**TASK DESCRIPTION:** Copy the records from the start through the line containing "[[285, 138]]", keeping the requests, and add 90 to every coordinate in the answers.

**DATA SHOWN:**
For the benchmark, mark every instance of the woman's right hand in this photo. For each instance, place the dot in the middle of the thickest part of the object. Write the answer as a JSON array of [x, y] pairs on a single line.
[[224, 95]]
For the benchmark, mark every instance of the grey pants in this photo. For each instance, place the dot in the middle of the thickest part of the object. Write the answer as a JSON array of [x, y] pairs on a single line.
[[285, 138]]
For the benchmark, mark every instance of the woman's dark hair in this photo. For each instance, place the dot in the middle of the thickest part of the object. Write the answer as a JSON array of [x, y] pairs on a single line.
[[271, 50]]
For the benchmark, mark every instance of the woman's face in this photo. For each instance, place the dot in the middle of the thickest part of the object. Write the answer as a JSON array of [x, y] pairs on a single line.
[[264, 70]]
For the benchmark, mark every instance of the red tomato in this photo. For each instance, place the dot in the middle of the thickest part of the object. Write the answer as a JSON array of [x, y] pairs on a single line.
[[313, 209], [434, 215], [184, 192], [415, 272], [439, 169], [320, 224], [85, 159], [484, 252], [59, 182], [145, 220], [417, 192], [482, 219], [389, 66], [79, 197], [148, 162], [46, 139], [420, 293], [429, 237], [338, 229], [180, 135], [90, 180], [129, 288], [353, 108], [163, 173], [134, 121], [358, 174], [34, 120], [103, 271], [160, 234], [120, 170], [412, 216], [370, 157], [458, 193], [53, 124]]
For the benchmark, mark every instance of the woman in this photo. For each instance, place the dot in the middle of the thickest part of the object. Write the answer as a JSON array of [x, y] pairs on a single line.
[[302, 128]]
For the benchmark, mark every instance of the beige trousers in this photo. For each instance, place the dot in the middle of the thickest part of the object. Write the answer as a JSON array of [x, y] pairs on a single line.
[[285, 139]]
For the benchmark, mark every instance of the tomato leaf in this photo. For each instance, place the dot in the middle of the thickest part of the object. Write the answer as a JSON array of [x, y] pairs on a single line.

**WRITTEN SOLUTION:**
For the benchmark, mark every instance of the woman's right hand in this photo. For each instance, place the dot in the middle of the thickest part of the object. Write the answer as a JSON array of [x, y] pairs on a single line.
[[314, 185]]
For the benchmark, mark every instance of the grey pants in this photo. For each instance, place the dot in the middle of the thickest part of the object. Write the answer as a JSON array of [x, y] pairs on a single line.
[[375, 228]]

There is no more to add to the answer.